▶ **REQUIRED ACTION**
Give back, exactly and with nothing else, the lines running from the one that contains "bearded man in red santa hat" to the end of the entries below; do not include pictures.
- Opening Delimiter -
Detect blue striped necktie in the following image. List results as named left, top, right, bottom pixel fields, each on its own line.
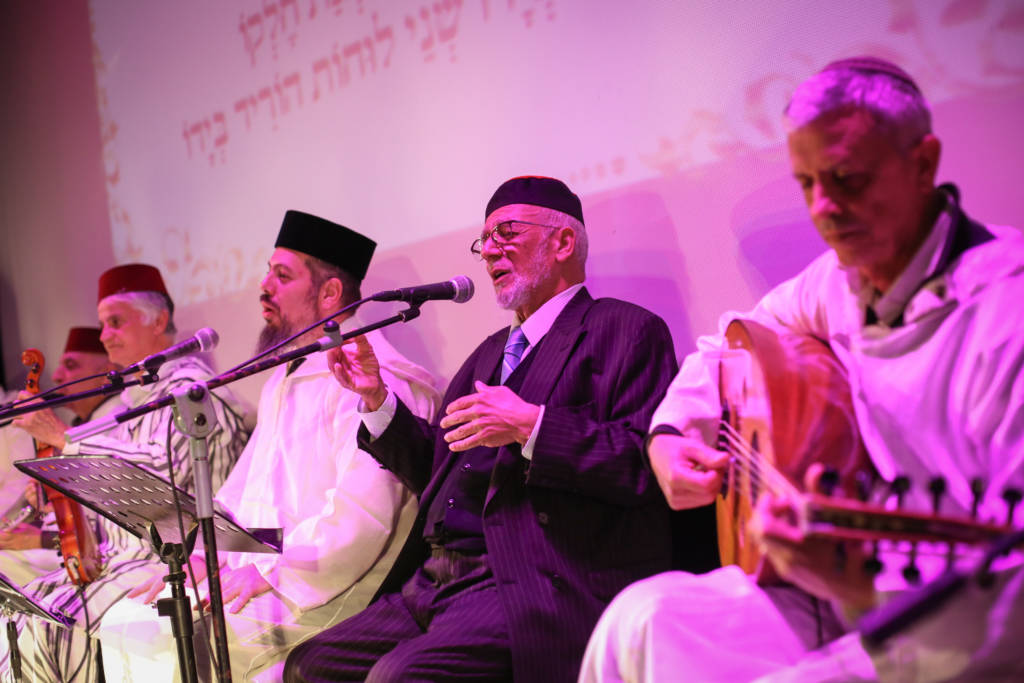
left=500, top=326, right=529, bottom=384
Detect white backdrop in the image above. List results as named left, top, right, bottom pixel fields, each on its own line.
left=0, top=0, right=1011, bottom=406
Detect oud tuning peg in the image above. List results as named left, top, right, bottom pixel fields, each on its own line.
left=902, top=556, right=921, bottom=585
left=819, top=467, right=840, bottom=497
left=970, top=477, right=986, bottom=518
left=928, top=477, right=947, bottom=514
left=863, top=545, right=884, bottom=577
left=855, top=471, right=874, bottom=502
left=890, top=476, right=911, bottom=508
left=1002, top=488, right=1022, bottom=525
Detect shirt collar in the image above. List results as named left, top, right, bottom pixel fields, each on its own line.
left=851, top=194, right=956, bottom=327
left=514, top=282, right=584, bottom=348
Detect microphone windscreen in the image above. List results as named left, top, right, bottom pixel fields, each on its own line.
left=451, top=276, right=474, bottom=304
left=196, top=327, right=220, bottom=351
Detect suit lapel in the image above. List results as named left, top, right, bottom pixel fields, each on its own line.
left=485, top=288, right=594, bottom=508
left=515, top=288, right=592, bottom=405
left=474, top=330, right=507, bottom=386
left=420, top=331, right=508, bottom=512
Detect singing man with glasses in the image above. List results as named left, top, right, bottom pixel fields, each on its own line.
left=284, top=175, right=716, bottom=683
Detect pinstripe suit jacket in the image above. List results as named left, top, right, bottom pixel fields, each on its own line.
left=360, top=288, right=680, bottom=682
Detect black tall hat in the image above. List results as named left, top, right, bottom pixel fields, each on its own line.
left=274, top=210, right=377, bottom=281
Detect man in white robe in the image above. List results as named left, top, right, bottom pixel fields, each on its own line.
left=580, top=57, right=1024, bottom=682
left=0, top=327, right=118, bottom=587
left=111, top=210, right=440, bottom=681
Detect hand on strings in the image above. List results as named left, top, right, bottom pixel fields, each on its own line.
left=647, top=432, right=729, bottom=510
left=327, top=334, right=388, bottom=411
left=0, top=523, right=42, bottom=550
left=12, top=391, right=69, bottom=449
left=749, top=463, right=877, bottom=612
left=440, top=381, right=541, bottom=452
left=215, top=563, right=273, bottom=614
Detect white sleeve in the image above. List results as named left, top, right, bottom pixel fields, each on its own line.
left=652, top=254, right=837, bottom=443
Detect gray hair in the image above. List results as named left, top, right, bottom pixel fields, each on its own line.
left=784, top=65, right=932, bottom=152
left=102, top=291, right=177, bottom=335
left=566, top=215, right=588, bottom=268
left=524, top=206, right=588, bottom=269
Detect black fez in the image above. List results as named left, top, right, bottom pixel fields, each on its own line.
left=274, top=210, right=377, bottom=281
left=485, top=176, right=584, bottom=225
left=822, top=56, right=922, bottom=94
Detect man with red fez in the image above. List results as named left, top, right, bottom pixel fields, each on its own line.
left=6, top=264, right=251, bottom=681
left=284, top=176, right=705, bottom=682
left=117, top=211, right=440, bottom=680
left=579, top=58, right=1024, bottom=681
left=0, top=327, right=118, bottom=585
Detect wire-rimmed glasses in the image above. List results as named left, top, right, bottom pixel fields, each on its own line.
left=469, top=220, right=557, bottom=259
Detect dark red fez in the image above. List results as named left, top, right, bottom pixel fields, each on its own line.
left=97, top=264, right=171, bottom=304
left=486, top=176, right=584, bottom=225
left=821, top=56, right=922, bottom=94
left=64, top=327, right=106, bottom=355
left=274, top=210, right=377, bottom=281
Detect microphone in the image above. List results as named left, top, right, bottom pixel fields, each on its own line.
left=121, top=327, right=220, bottom=374
left=371, top=276, right=475, bottom=304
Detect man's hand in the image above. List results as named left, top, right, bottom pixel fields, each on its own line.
left=217, top=563, right=273, bottom=614
left=0, top=523, right=43, bottom=550
left=440, top=381, right=541, bottom=452
left=23, top=482, right=53, bottom=513
left=12, top=392, right=69, bottom=449
left=749, top=466, right=878, bottom=613
left=126, top=555, right=209, bottom=604
left=327, top=335, right=387, bottom=411
left=647, top=432, right=729, bottom=510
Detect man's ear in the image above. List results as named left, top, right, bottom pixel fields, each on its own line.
left=913, top=134, right=941, bottom=193
left=154, top=308, right=170, bottom=335
left=319, top=277, right=343, bottom=312
left=553, top=226, right=577, bottom=263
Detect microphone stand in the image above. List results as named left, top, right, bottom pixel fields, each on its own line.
left=64, top=304, right=423, bottom=681
left=0, top=371, right=157, bottom=424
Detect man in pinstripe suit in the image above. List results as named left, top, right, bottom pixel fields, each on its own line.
left=284, top=176, right=710, bottom=682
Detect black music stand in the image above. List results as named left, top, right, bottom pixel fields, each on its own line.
left=0, top=568, right=74, bottom=683
left=15, top=455, right=282, bottom=683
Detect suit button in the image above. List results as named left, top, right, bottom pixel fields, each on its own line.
left=462, top=463, right=472, bottom=471
left=550, top=573, right=567, bottom=591
left=447, top=497, right=455, bottom=508
left=537, top=512, right=549, bottom=525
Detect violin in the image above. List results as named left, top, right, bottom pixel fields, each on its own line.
left=20, top=349, right=102, bottom=585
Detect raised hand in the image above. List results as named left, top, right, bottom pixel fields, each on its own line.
left=327, top=335, right=387, bottom=411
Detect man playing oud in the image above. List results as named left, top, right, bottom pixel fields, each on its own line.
left=581, top=57, right=1024, bottom=681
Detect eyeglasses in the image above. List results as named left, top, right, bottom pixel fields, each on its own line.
left=469, top=220, right=557, bottom=259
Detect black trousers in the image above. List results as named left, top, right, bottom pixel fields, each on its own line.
left=284, top=549, right=513, bottom=683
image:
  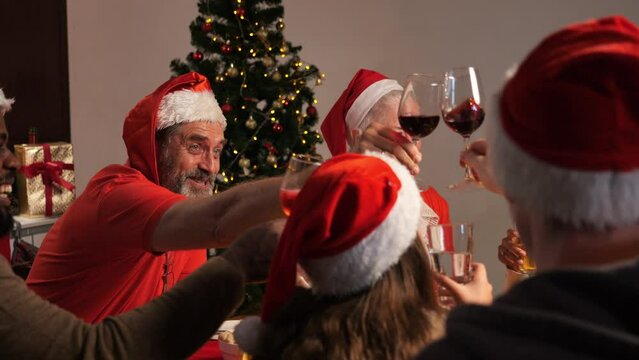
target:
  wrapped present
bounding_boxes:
[15,142,75,217]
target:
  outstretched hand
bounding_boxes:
[435,263,493,306]
[498,228,526,272]
[459,139,503,195]
[353,122,422,175]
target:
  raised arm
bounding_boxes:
[152,176,284,251]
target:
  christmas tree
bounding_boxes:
[170,0,324,315]
[171,0,324,192]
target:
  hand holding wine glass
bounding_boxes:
[441,67,486,190]
[280,154,322,216]
[398,74,441,144]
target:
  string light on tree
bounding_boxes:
[276,18,285,31]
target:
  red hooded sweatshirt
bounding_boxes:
[26,73,209,323]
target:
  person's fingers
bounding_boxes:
[471,262,487,278]
[359,128,420,175]
[380,127,422,163]
[468,138,488,155]
[434,273,465,302]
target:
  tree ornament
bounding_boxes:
[271,71,281,82]
[271,100,283,109]
[256,28,268,41]
[266,153,277,165]
[276,19,285,31]
[272,123,283,133]
[245,116,257,130]
[236,7,246,18]
[222,102,233,114]
[306,105,317,117]
[297,115,305,123]
[201,20,214,33]
[221,43,233,54]
[192,50,204,62]
[239,157,251,169]
[280,43,289,54]
[262,56,275,67]
[227,66,239,78]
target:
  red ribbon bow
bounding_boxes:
[19,144,75,216]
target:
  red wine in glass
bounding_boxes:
[443,98,485,137]
[399,115,440,139]
[398,74,441,143]
[441,67,485,190]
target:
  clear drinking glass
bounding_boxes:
[279,154,322,216]
[425,223,474,307]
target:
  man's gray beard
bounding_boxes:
[158,156,214,198]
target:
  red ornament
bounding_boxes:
[192,50,204,62]
[306,105,317,117]
[221,43,233,54]
[283,100,289,107]
[236,7,246,18]
[272,123,284,133]
[221,103,233,114]
[201,22,213,33]
[264,141,276,153]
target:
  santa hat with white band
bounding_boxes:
[321,69,403,155]
[491,15,639,229]
[156,72,225,131]
[235,151,422,355]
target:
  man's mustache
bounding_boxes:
[183,168,213,183]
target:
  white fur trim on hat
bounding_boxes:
[301,150,422,296]
[0,89,15,116]
[156,89,226,131]
[345,79,403,133]
[491,116,639,230]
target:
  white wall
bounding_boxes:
[67,0,639,292]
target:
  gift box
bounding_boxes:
[15,142,76,217]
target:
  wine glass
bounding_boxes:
[398,74,441,144]
[280,154,322,216]
[441,67,485,190]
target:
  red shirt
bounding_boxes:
[26,165,206,322]
[420,186,451,224]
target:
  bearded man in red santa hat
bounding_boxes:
[27,73,285,327]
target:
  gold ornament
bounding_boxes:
[266,153,277,165]
[280,43,289,54]
[271,71,281,82]
[276,19,285,31]
[239,157,251,169]
[245,117,257,129]
[262,56,275,67]
[272,100,283,109]
[227,66,239,78]
[256,28,268,41]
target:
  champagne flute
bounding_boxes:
[398,74,441,144]
[441,67,485,190]
[280,154,322,216]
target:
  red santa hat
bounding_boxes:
[235,151,422,355]
[156,72,225,130]
[492,15,639,228]
[321,69,403,155]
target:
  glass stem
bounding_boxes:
[462,137,474,182]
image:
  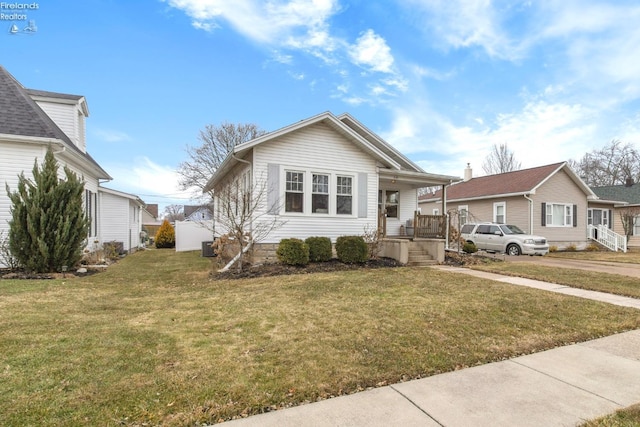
- Closing Delimiter -
▶ **RESULT FOR THIS EXERCISE**
  bearded man in red santa hat
bounding_boxes:
[27,73,285,327]
target:
  gold ornament
bounding_boxes:
[266,153,277,165]
[280,43,289,54]
[271,71,281,82]
[276,19,285,31]
[239,157,251,169]
[245,117,257,129]
[262,56,275,67]
[272,100,283,109]
[227,66,239,78]
[256,28,268,41]
target:
  champagne flute
bounding_boxes:
[398,74,441,144]
[441,67,485,190]
[280,154,322,216]
target:
  red santa hat
bounding_boxes:
[235,151,422,355]
[156,72,225,130]
[492,15,639,228]
[321,69,403,155]
target:
  glass stem
bounding_boxes:
[462,137,474,182]
image:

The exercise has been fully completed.